▶ Requirements
Put the lines of the records into a Markdown table with the columns "Row" and "Line", starting with the line containing "the black and" and going on through the line containing "column 58, row 57", leaving out blank lines. Include only those lines.

(Source data)
►

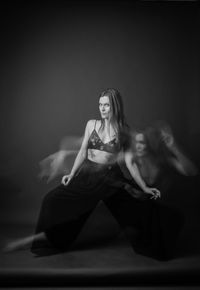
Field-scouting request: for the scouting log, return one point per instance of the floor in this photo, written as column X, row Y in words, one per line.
column 103, row 257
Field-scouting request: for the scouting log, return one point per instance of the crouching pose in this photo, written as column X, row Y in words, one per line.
column 66, row 208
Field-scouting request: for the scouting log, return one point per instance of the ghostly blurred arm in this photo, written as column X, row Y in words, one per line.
column 179, row 160
column 182, row 163
column 82, row 154
column 135, row 173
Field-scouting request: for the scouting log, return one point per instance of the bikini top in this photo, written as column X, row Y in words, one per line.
column 95, row 142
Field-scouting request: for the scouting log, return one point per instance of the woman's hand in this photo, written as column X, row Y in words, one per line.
column 153, row 191
column 66, row 179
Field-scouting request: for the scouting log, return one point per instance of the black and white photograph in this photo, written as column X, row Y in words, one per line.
column 100, row 145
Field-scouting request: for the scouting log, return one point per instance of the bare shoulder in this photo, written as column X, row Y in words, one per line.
column 90, row 123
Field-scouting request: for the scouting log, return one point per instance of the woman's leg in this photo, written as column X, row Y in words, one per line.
column 25, row 242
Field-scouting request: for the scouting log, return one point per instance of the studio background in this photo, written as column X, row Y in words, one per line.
column 58, row 57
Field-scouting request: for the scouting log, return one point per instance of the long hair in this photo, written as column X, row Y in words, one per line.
column 117, row 119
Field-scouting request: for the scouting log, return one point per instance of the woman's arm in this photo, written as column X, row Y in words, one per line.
column 135, row 173
column 81, row 156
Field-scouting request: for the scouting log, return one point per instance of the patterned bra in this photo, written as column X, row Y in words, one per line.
column 95, row 142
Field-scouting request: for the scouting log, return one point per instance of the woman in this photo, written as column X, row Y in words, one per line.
column 156, row 155
column 66, row 208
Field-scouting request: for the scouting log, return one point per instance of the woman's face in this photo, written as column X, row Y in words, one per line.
column 104, row 107
column 140, row 144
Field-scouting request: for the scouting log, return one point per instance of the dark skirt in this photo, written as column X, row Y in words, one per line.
column 151, row 226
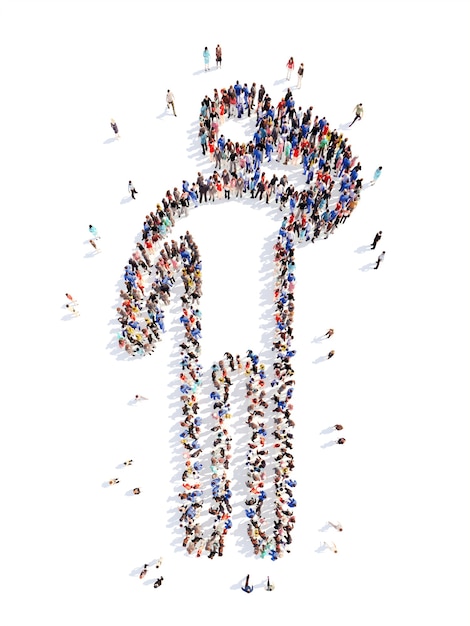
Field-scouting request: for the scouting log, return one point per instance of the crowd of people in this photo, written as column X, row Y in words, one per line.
column 330, row 194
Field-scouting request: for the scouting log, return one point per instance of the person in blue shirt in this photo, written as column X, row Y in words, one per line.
column 377, row 174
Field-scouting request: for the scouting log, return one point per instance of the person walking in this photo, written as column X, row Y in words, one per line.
column 300, row 75
column 359, row 112
column 132, row 189
column 377, row 238
column 207, row 55
column 115, row 128
column 170, row 101
column 218, row 57
column 247, row 588
column 290, row 67
column 376, row 176
column 380, row 258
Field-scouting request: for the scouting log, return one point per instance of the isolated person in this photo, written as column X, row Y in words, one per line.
column 377, row 174
column 247, row 588
column 218, row 56
column 377, row 238
column 93, row 230
column 300, row 75
column 170, row 101
column 115, row 128
column 290, row 67
column 359, row 112
column 132, row 189
column 380, row 258
column 207, row 55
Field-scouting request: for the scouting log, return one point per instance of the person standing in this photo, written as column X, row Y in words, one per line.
column 218, row 57
column 115, row 128
column 377, row 174
column 207, row 55
column 380, row 258
column 247, row 588
column 377, row 238
column 300, row 75
column 132, row 189
column 170, row 101
column 359, row 112
column 290, row 67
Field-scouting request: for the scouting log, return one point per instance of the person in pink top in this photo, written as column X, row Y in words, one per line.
column 290, row 67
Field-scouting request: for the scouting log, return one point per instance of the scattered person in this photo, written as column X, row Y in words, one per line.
column 170, row 101
column 380, row 258
column 377, row 238
column 218, row 57
column 132, row 189
column 93, row 230
column 377, row 174
column 115, row 128
column 290, row 67
column 300, row 75
column 359, row 112
column 247, row 587
column 72, row 310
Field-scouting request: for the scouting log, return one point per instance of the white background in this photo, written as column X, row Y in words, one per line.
column 398, row 382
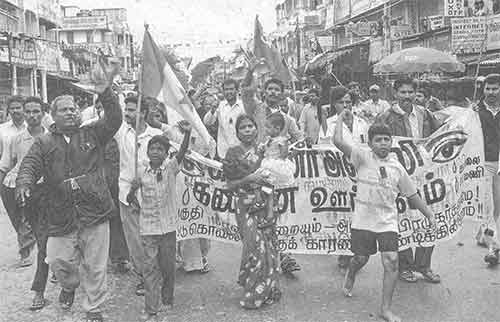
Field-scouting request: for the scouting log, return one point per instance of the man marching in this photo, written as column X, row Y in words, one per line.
column 71, row 160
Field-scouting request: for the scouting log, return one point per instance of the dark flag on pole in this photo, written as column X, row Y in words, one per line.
column 272, row 57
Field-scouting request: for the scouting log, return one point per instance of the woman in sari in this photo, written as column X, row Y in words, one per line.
column 257, row 224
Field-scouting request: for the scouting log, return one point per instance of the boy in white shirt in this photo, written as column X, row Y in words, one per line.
column 380, row 177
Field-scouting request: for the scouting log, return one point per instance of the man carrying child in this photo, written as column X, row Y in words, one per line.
column 158, row 215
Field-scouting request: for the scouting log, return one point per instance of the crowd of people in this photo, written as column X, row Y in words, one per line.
column 74, row 181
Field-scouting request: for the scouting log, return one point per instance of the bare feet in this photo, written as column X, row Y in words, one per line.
column 348, row 283
column 388, row 316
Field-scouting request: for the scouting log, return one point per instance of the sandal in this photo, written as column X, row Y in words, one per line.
column 431, row 277
column 66, row 299
column 93, row 317
column 407, row 276
column 206, row 267
column 492, row 257
column 38, row 303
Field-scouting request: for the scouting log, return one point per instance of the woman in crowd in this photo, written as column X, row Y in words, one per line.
column 257, row 225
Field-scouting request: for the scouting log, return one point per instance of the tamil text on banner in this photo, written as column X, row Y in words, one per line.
column 468, row 35
column 454, row 8
column 315, row 211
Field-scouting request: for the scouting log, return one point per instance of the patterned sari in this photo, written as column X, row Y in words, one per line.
column 257, row 224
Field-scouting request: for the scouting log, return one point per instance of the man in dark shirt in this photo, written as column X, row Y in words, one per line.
column 70, row 158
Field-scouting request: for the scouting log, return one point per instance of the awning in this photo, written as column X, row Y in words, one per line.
column 321, row 60
column 487, row 59
column 493, row 61
column 83, row 87
column 63, row 77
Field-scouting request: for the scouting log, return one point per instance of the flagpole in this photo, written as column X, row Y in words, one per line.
column 137, row 122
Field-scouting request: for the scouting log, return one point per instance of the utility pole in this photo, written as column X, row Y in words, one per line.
column 387, row 27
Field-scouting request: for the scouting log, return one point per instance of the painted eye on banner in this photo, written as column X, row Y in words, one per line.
column 447, row 146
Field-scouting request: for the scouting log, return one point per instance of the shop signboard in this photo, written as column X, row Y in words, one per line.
column 454, row 8
column 48, row 56
column 377, row 49
column 400, row 31
column 325, row 41
column 23, row 52
column 435, row 22
column 49, row 10
column 468, row 35
column 360, row 6
column 85, row 23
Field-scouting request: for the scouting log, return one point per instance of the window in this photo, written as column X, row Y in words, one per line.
column 70, row 38
column 90, row 36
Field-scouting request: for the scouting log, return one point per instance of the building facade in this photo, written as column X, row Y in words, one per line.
column 88, row 33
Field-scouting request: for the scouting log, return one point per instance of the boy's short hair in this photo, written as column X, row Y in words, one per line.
column 378, row 129
column 404, row 81
column 277, row 119
column 15, row 98
column 274, row 81
column 33, row 99
column 161, row 139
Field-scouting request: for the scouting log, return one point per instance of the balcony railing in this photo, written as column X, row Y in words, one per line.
column 85, row 23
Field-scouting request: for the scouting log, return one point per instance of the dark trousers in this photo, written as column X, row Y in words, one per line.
column 159, row 270
column 118, row 250
column 25, row 237
column 421, row 261
column 40, row 230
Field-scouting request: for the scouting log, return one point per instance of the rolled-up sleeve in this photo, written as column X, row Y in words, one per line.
column 6, row 159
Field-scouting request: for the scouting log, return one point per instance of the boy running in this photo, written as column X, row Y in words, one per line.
column 380, row 177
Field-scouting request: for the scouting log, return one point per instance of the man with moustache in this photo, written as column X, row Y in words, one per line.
column 259, row 111
column 9, row 129
column 273, row 90
column 14, row 152
column 410, row 120
column 488, row 110
column 227, row 113
column 129, row 213
column 70, row 158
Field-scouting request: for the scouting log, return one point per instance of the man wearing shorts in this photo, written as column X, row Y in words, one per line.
column 489, row 114
column 380, row 178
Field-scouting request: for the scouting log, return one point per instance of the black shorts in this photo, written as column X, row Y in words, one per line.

◄

▶ Final result
| Row | Line |
|---|---|
| 1 | Field-scouting request: for the scouting log, return one point per instance of the black and white photograph in this photo, written as column X, row Y in words, one per line. |
| 2 | column 100, row 145 |
| 3 | Field-scouting request: for the scouting log, return one point per instance of the bare shoulder in this photo, written as column X, row Y in words, one per line. |
| 4 | column 90, row 123 |
| 5 | Field-scouting request: for the scouting log, return one point per instance of the woman's leg in this photo, written as column X, row Y in words, one per line. |
| 6 | column 25, row 242 |
| 7 | Field-scouting request: for the scouting log, return one point per instance of the studio background in this photo, written as column X, row Y in words, one per line. |
| 8 | column 58, row 57 |